> _Aim of the task_
Somewhere below are a line with "formatted like (570,272)" and a later line with "formatted like (225,285)". Output exactly those lines and all lines between them.

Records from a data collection
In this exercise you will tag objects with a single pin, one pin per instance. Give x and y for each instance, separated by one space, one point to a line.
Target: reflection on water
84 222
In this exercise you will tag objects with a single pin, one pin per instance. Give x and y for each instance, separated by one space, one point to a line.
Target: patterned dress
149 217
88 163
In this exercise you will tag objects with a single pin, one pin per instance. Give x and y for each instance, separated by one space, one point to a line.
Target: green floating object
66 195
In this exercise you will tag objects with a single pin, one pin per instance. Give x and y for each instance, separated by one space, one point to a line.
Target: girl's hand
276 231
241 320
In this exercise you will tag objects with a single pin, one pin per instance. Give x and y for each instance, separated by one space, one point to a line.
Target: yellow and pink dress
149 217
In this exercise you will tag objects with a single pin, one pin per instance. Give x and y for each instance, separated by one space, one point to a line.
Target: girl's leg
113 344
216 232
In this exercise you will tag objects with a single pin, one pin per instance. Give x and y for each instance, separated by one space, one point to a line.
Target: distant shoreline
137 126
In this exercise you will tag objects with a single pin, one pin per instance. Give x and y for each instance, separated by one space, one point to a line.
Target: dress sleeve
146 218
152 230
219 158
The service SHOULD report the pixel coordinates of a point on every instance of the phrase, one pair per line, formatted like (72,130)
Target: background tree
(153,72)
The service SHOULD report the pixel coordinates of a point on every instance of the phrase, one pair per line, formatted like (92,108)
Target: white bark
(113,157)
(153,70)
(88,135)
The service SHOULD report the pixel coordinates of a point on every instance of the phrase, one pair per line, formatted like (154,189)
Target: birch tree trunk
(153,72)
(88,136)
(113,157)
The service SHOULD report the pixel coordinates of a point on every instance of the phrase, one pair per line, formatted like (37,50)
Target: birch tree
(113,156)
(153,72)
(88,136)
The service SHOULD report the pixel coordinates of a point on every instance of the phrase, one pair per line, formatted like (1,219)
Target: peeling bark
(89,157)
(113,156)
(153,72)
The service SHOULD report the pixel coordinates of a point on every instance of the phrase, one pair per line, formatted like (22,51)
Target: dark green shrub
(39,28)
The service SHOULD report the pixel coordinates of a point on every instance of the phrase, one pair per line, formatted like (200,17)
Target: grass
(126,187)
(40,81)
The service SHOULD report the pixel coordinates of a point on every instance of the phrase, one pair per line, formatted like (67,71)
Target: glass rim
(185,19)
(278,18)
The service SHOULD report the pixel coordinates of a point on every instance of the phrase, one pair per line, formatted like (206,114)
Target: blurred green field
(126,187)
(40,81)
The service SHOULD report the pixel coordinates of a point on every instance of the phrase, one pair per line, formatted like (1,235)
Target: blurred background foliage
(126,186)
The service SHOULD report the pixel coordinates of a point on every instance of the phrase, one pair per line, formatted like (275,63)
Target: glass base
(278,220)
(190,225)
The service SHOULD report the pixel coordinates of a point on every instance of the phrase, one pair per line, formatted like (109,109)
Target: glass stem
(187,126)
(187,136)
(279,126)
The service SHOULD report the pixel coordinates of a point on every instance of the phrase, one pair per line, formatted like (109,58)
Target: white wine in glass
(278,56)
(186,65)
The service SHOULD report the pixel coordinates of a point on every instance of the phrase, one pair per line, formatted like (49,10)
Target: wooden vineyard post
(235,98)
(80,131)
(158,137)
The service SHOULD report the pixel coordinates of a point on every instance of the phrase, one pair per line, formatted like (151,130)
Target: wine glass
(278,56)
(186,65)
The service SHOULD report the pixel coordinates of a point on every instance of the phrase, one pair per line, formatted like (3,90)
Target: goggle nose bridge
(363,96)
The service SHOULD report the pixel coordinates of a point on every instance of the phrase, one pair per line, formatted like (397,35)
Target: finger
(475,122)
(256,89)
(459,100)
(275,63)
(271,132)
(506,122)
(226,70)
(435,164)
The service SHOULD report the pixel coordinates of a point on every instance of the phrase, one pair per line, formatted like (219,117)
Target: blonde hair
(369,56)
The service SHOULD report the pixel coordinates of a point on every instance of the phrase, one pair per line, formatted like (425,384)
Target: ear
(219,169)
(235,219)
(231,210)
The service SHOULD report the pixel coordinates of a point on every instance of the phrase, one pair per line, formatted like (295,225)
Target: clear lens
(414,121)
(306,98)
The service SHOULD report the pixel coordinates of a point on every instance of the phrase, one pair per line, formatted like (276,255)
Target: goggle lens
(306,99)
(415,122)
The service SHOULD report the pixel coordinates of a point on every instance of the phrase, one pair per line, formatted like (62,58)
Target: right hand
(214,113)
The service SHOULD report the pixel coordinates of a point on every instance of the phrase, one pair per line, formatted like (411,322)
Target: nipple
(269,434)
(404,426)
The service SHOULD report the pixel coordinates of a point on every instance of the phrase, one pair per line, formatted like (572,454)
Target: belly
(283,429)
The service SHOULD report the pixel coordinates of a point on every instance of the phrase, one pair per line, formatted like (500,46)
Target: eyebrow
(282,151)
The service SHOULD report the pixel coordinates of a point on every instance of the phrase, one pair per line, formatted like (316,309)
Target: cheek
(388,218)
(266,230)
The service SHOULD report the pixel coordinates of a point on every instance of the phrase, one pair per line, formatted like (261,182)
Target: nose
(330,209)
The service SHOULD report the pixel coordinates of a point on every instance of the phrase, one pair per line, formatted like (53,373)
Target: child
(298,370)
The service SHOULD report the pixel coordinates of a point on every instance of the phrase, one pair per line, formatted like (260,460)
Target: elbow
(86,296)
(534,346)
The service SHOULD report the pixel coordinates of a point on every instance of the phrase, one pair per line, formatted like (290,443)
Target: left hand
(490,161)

* * *

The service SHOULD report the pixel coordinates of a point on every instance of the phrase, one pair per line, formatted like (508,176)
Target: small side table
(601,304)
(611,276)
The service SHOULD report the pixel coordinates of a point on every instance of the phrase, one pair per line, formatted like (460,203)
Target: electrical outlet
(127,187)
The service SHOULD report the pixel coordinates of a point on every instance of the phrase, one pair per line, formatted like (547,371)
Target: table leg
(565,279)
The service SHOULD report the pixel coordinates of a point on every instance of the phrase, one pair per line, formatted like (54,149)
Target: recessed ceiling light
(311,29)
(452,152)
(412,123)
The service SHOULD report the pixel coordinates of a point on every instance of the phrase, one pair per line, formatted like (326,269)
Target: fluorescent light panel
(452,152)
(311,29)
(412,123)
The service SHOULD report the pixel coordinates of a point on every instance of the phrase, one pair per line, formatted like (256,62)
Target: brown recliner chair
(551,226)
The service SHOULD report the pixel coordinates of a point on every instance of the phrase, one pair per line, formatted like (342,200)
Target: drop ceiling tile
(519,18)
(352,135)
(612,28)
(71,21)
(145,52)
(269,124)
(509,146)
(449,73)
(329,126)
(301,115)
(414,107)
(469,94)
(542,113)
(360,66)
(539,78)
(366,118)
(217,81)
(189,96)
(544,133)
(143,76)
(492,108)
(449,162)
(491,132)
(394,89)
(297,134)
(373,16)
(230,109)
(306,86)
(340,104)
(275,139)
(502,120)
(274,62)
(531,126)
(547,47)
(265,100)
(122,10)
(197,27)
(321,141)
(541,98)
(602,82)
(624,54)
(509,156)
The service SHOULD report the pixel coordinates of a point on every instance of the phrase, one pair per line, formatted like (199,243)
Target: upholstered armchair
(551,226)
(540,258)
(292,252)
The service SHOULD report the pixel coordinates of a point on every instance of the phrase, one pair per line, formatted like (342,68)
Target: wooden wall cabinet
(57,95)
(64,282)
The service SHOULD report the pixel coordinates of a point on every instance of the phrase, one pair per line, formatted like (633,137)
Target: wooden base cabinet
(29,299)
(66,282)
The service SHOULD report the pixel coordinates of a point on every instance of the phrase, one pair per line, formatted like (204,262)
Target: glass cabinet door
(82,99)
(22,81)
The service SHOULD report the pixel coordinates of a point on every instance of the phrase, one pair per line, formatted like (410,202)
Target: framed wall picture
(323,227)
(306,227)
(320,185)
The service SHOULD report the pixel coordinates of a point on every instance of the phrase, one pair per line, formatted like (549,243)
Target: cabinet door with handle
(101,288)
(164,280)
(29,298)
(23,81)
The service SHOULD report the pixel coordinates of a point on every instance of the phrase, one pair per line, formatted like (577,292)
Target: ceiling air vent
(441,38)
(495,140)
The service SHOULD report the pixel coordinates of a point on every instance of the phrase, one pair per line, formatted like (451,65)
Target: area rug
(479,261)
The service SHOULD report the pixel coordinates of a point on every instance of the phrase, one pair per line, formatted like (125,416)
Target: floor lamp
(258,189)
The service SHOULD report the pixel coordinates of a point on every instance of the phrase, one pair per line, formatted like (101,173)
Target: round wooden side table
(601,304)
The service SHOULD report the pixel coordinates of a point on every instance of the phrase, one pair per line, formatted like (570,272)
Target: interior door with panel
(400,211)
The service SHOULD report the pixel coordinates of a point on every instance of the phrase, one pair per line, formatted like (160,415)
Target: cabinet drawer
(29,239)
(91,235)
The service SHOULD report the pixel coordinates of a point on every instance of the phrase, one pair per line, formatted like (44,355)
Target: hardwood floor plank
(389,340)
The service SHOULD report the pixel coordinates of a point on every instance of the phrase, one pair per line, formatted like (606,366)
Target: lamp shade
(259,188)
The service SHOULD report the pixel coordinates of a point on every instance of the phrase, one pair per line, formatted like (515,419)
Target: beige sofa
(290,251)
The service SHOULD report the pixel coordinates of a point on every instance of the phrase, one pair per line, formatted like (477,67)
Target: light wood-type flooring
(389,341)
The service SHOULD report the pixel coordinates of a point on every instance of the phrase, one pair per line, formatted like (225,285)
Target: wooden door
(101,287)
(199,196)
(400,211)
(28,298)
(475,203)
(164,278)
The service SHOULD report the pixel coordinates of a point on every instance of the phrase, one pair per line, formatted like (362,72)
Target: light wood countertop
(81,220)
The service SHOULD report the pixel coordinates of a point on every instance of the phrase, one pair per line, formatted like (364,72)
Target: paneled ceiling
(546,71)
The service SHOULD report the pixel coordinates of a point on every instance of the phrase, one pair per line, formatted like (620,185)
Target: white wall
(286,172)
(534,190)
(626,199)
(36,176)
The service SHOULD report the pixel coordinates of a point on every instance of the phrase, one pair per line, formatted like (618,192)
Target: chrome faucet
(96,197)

--

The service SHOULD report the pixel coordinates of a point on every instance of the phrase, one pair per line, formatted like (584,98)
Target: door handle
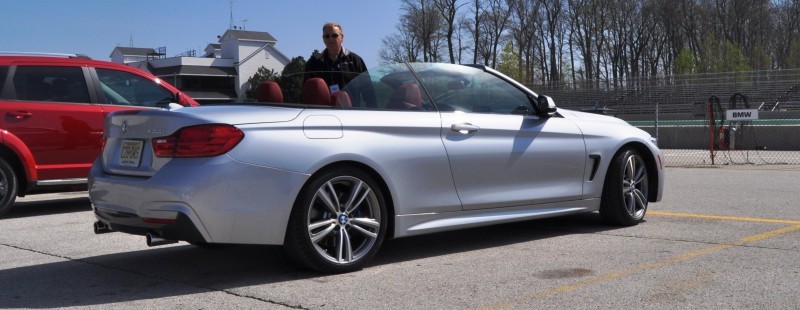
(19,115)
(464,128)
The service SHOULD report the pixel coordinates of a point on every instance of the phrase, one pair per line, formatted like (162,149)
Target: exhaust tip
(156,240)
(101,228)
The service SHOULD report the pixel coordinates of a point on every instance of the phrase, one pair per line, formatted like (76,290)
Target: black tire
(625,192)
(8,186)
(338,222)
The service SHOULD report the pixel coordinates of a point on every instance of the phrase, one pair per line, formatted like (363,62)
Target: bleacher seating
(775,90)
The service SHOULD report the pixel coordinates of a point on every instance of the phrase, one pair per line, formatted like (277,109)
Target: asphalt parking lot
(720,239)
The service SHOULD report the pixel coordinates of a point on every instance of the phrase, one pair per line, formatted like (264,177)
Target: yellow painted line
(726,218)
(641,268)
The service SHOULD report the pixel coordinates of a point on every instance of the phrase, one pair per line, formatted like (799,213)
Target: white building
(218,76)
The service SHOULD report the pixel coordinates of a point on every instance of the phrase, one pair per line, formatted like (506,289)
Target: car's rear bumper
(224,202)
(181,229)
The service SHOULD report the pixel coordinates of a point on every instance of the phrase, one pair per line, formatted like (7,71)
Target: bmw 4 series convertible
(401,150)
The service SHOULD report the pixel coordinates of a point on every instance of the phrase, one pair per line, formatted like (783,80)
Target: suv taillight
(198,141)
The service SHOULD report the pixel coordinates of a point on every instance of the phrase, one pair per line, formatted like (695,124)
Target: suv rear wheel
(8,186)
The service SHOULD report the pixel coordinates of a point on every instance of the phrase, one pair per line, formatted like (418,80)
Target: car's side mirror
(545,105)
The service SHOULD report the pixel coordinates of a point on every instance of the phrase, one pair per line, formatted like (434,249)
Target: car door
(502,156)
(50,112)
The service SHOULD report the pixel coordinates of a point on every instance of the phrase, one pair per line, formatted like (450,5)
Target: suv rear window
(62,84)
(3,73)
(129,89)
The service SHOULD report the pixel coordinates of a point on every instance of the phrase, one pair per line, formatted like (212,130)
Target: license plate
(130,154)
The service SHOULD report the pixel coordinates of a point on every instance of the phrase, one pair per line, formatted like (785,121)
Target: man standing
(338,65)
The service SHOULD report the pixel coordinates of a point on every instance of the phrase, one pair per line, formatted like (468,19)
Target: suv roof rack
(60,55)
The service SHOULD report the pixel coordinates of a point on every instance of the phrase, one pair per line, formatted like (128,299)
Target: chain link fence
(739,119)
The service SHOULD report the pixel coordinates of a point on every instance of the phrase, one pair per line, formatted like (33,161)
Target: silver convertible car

> _Reply_
The service SHOULD report the pixel coordinates of a point on every instance of the phrase, one pair per line, formatted like (570,272)
Target: interior door with panel
(400,211)
The service SHOULD report the pixel coordinates of a point on every instance of the phrase, one pair per line, formatted like (160,415)
Target: cabinet drawer
(29,239)
(91,235)
The service SHOULD report the pixel coordinates of a point on every instance of the phrase, one pair per line, formatted like (44,355)
Target: hardwood floor plank
(389,340)
The service SHOULD report the pixel coordinates of a point on every instance of the phrase, one pair per line, formatted like (606,366)
Target: lamp shade
(259,188)
The service SHOULD report the pixel coordinates of a point on every instance of the phrase, one pair per line, formatted like (515,419)
Target: beige sofa
(290,251)
The service SHOULD report the pixel coordinates of a point on every instance of the phrase, one pair per line, formatted like (477,67)
Target: light wood-type flooring
(389,341)
The service SHOULD report the pixel coordinates of a point on every instance of the phrase, one pair per line, formatted like (225,285)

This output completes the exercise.